> _SET EXERCISE_: Identify each line of the entries below that contains the word "traffic", and copy every such line.

[START GIVEN RECORDS]

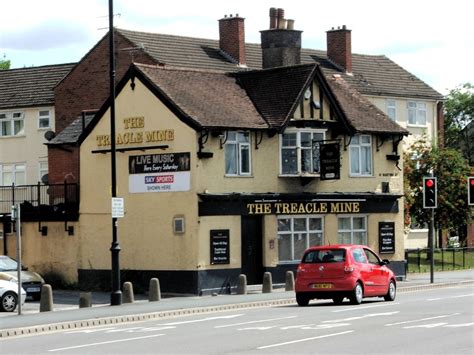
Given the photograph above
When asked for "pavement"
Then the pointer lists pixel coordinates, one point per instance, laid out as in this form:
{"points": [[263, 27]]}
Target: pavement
{"points": [[66, 313]]}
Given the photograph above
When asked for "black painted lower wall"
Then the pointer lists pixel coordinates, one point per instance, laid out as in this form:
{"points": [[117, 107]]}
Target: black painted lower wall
{"points": [[202, 282]]}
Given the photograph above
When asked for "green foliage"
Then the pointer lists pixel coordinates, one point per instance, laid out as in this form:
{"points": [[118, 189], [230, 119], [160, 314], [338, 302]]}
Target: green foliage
{"points": [[458, 112], [451, 170], [4, 64]]}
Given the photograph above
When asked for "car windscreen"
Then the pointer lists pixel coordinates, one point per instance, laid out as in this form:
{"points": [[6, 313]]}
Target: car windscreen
{"points": [[7, 264], [325, 256]]}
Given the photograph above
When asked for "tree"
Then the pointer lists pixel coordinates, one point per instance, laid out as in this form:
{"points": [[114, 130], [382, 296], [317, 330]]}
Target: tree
{"points": [[4, 64], [451, 170], [458, 112]]}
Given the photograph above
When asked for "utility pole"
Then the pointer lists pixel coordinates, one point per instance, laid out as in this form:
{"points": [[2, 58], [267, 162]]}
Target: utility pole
{"points": [[116, 295]]}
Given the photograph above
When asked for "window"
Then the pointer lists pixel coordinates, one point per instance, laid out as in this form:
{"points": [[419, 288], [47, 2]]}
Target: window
{"points": [[42, 169], [12, 174], [297, 234], [361, 155], [392, 109], [352, 230], [237, 153], [416, 113], [44, 119], [300, 152], [12, 124]]}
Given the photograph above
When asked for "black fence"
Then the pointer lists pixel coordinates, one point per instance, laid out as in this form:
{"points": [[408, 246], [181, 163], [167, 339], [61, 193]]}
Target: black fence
{"points": [[55, 202], [444, 259]]}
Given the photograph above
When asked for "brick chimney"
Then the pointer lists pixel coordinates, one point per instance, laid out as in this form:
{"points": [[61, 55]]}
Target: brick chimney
{"points": [[232, 38], [339, 47], [281, 44]]}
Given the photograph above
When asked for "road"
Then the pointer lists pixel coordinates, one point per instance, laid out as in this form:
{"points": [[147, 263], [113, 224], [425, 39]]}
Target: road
{"points": [[436, 321]]}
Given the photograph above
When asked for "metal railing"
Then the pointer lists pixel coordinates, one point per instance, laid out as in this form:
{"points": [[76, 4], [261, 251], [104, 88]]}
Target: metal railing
{"points": [[444, 259], [41, 202]]}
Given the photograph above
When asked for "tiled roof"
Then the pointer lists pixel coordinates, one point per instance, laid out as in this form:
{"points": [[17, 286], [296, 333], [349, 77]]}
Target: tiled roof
{"points": [[361, 114], [209, 98], [275, 91], [27, 87], [372, 74], [71, 133]]}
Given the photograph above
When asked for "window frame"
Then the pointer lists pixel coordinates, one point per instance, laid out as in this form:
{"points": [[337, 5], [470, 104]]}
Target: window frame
{"points": [[14, 173], [352, 230], [419, 107], [391, 106], [240, 146], [299, 151], [292, 232], [40, 118], [10, 120], [359, 146]]}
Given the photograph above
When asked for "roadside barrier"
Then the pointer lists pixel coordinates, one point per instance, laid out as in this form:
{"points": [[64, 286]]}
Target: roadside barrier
{"points": [[128, 295], [242, 286], [46, 302], [154, 293], [267, 283]]}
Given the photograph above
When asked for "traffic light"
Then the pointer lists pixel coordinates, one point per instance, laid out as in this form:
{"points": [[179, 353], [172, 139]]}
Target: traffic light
{"points": [[430, 192], [470, 190]]}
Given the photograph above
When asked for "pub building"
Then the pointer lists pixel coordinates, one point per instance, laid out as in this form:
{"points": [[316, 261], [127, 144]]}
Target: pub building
{"points": [[224, 174]]}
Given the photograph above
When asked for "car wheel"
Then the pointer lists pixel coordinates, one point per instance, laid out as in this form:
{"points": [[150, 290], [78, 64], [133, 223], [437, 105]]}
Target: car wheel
{"points": [[9, 301], [302, 300], [357, 294], [392, 292]]}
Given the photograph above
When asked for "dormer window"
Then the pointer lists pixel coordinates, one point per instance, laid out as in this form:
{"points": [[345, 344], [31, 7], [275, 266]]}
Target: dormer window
{"points": [[299, 153]]}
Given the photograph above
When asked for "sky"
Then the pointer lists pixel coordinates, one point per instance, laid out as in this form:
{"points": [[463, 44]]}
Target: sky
{"points": [[432, 39]]}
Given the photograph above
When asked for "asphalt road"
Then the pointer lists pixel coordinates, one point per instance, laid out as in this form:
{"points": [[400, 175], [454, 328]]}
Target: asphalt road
{"points": [[431, 321]]}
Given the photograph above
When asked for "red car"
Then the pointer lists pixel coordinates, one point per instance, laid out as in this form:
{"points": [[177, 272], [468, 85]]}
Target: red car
{"points": [[339, 271]]}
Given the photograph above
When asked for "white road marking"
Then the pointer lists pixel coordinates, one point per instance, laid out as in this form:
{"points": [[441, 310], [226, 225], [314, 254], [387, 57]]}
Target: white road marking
{"points": [[88, 330], [459, 325], [366, 307], [433, 325], [204, 319], [253, 322], [105, 342], [421, 319], [361, 317], [302, 340]]}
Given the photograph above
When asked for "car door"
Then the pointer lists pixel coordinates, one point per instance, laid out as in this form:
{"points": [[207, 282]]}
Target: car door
{"points": [[378, 272]]}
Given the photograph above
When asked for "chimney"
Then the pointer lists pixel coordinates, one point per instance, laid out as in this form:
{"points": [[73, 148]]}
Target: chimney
{"points": [[339, 47], [232, 38], [281, 44]]}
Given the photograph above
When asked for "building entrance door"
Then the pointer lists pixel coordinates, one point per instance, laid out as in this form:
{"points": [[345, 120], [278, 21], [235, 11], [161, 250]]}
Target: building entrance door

[END GIVEN RECORDS]

> _EXERCISE RESPONSE_:
When asked for "traffic light"
Target: traffic light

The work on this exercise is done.